- [WHAT YOU SHOULD DO]
Starting with the line that contains "Point out every bridge you" and going on through the line that contains "top-left (64, 98), bottom-right (72, 107)", lay out those lines from the entries below as a Markdown table with the columns Row and Line. Give each line its own numbered row and leave out blank lines.
=-=-=
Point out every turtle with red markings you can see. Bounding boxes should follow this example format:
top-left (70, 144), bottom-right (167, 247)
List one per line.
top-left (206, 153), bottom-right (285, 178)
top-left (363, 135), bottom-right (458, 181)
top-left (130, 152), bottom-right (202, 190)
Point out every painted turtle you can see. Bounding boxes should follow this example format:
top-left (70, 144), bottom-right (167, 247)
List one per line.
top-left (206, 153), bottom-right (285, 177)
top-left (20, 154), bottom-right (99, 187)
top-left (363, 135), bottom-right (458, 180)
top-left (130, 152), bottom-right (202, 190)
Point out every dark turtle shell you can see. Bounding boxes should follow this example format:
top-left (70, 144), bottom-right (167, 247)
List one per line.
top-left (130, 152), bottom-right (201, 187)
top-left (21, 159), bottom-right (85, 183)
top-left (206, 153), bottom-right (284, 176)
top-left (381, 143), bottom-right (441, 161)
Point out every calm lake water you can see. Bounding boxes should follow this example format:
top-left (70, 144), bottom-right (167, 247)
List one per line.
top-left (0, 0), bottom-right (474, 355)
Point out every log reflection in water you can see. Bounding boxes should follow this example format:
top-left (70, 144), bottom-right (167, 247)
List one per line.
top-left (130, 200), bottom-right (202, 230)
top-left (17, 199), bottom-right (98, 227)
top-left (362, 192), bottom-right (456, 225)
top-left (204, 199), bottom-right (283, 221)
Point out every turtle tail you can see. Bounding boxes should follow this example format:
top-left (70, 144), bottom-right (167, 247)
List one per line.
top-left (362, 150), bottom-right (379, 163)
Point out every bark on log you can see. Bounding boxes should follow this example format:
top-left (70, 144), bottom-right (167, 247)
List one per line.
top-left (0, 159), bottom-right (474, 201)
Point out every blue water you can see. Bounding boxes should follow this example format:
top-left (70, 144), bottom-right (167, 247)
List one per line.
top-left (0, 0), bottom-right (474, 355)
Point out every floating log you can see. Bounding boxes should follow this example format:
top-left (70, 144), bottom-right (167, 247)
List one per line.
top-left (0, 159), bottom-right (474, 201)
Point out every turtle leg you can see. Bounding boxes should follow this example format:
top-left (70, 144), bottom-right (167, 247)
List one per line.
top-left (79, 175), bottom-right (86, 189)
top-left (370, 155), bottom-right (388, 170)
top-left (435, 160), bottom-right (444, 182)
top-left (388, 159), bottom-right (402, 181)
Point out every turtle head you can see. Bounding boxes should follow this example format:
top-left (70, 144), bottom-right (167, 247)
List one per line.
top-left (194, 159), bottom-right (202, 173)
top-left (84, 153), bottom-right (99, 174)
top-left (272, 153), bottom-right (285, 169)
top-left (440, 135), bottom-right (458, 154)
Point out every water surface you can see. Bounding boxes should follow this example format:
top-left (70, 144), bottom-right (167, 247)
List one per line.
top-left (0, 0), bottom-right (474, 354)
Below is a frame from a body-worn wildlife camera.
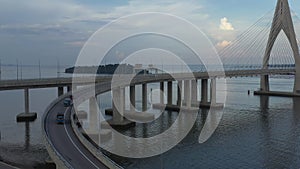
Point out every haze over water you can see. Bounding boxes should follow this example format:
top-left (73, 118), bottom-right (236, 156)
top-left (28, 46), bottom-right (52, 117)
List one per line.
top-left (0, 67), bottom-right (300, 169)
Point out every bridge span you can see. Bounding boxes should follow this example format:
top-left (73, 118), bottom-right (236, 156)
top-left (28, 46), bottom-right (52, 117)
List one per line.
top-left (43, 69), bottom-right (295, 168)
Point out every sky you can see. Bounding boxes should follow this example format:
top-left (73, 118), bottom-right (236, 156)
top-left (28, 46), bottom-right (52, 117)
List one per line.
top-left (0, 0), bottom-right (300, 65)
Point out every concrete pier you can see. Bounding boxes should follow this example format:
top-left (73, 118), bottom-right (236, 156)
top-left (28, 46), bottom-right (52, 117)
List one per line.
top-left (16, 88), bottom-right (37, 122)
top-left (112, 88), bottom-right (124, 122)
top-left (160, 82), bottom-right (165, 104)
top-left (191, 80), bottom-right (199, 107)
top-left (260, 75), bottom-right (270, 92)
top-left (142, 83), bottom-right (148, 111)
top-left (210, 79), bottom-right (217, 105)
top-left (89, 97), bottom-right (99, 132)
top-left (201, 79), bottom-right (208, 103)
top-left (67, 86), bottom-right (72, 92)
top-left (184, 80), bottom-right (192, 107)
top-left (167, 81), bottom-right (173, 105)
top-left (129, 85), bottom-right (135, 112)
top-left (177, 80), bottom-right (183, 106)
top-left (57, 87), bottom-right (64, 97)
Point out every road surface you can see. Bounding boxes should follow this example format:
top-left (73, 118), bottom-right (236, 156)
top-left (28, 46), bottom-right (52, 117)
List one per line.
top-left (45, 101), bottom-right (108, 169)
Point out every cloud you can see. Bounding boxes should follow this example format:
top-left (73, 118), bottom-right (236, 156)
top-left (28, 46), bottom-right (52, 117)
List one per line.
top-left (220, 17), bottom-right (234, 31)
top-left (217, 40), bottom-right (232, 49)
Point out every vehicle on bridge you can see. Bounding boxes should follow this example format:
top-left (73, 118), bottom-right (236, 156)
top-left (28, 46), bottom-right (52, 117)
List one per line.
top-left (56, 112), bottom-right (65, 124)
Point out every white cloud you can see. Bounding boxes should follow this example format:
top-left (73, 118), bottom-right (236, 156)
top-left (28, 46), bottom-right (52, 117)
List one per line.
top-left (220, 17), bottom-right (234, 31)
top-left (217, 40), bottom-right (232, 49)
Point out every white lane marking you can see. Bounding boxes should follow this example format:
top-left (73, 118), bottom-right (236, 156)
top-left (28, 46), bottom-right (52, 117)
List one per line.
top-left (64, 107), bottom-right (99, 169)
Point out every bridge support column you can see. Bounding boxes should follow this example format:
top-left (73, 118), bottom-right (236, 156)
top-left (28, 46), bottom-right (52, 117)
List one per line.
top-left (184, 80), bottom-right (191, 107)
top-left (210, 79), bottom-right (217, 105)
top-left (129, 85), bottom-right (135, 112)
top-left (177, 80), bottom-right (182, 107)
top-left (57, 87), bottom-right (64, 97)
top-left (160, 82), bottom-right (165, 104)
top-left (142, 83), bottom-right (148, 111)
top-left (191, 80), bottom-right (199, 107)
top-left (260, 75), bottom-right (270, 92)
top-left (67, 86), bottom-right (72, 92)
top-left (112, 88), bottom-right (125, 122)
top-left (89, 97), bottom-right (98, 133)
top-left (167, 81), bottom-right (173, 106)
top-left (201, 79), bottom-right (208, 104)
top-left (24, 88), bottom-right (29, 113)
top-left (17, 88), bottom-right (37, 122)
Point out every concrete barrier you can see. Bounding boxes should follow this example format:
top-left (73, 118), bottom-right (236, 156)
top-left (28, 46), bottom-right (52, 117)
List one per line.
top-left (42, 93), bottom-right (73, 169)
top-left (71, 108), bottom-right (123, 169)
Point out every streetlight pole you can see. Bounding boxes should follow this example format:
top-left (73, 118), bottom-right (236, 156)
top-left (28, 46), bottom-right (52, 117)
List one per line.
top-left (17, 59), bottom-right (19, 80)
top-left (57, 58), bottom-right (60, 77)
top-left (39, 59), bottom-right (42, 79)
top-left (0, 58), bottom-right (2, 80)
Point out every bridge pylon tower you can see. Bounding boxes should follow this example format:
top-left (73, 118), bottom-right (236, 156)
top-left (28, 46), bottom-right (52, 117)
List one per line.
top-left (261, 0), bottom-right (300, 93)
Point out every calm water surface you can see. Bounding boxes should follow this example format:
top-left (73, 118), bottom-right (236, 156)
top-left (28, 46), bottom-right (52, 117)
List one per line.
top-left (0, 64), bottom-right (300, 169)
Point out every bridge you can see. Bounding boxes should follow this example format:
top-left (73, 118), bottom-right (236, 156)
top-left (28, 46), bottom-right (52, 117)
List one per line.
top-left (0, 0), bottom-right (300, 168)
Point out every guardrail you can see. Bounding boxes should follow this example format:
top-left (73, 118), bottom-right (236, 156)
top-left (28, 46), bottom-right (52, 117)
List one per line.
top-left (42, 94), bottom-right (73, 169)
top-left (70, 107), bottom-right (123, 169)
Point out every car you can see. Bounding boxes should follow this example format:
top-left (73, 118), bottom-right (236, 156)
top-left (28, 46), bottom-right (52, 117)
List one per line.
top-left (56, 112), bottom-right (65, 124)
top-left (64, 98), bottom-right (72, 107)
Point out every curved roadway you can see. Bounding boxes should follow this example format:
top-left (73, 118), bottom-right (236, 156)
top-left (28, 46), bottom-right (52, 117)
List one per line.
top-left (0, 162), bottom-right (18, 169)
top-left (44, 69), bottom-right (294, 169)
top-left (45, 100), bottom-right (108, 169)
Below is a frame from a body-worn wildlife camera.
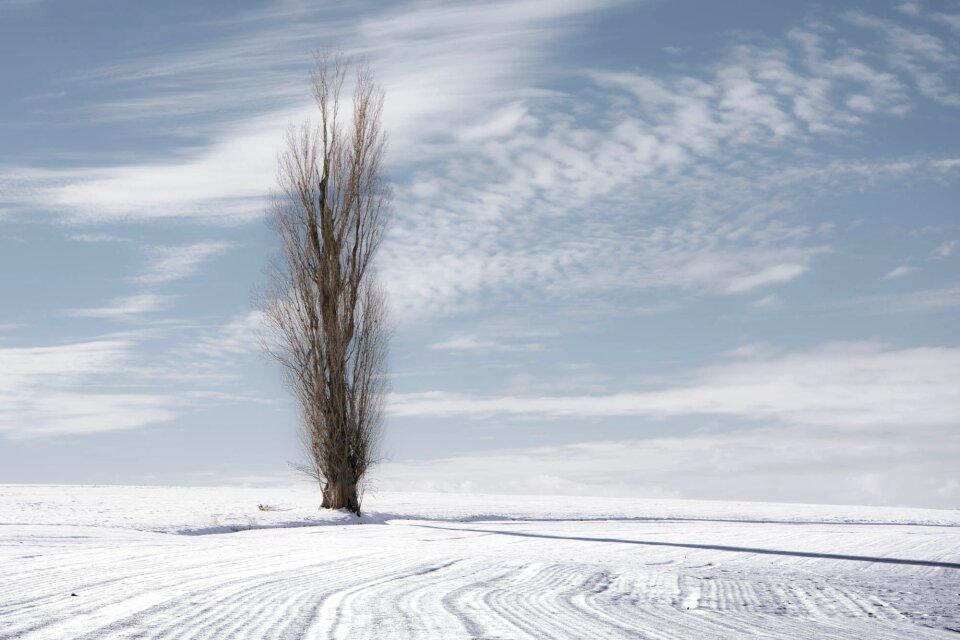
=-=-=
- [EXERCISE OUTPUT]
| Row | Line |
|---|---|
| 1 | Point out every bridge you can see. Bounding boxes should follow this example format: |
| 2 | top-left (73, 118), bottom-right (236, 156) |
| 3 | top-left (28, 46), bottom-right (52, 117) |
| 4 | List one per line. |
| 5 | top-left (0, 0), bottom-right (300, 168) |
| 6 | Point out every guardrail you can see. Bounding boxes should follow this example format: |
| 7 | top-left (73, 118), bottom-right (236, 156) |
| 8 | top-left (28, 46), bottom-right (52, 117) |
| 9 | List one per line. |
| 10 | top-left (42, 94), bottom-right (73, 169) |
| 11 | top-left (70, 107), bottom-right (123, 169) |
| 12 | Point out every car you can see. Bounding boxes should follow this example format: |
| 13 | top-left (73, 118), bottom-right (236, 156) |
| 14 | top-left (28, 46), bottom-right (52, 117) |
| 15 | List one per line. |
| 16 | top-left (56, 112), bottom-right (65, 124) |
| 17 | top-left (64, 98), bottom-right (72, 107) |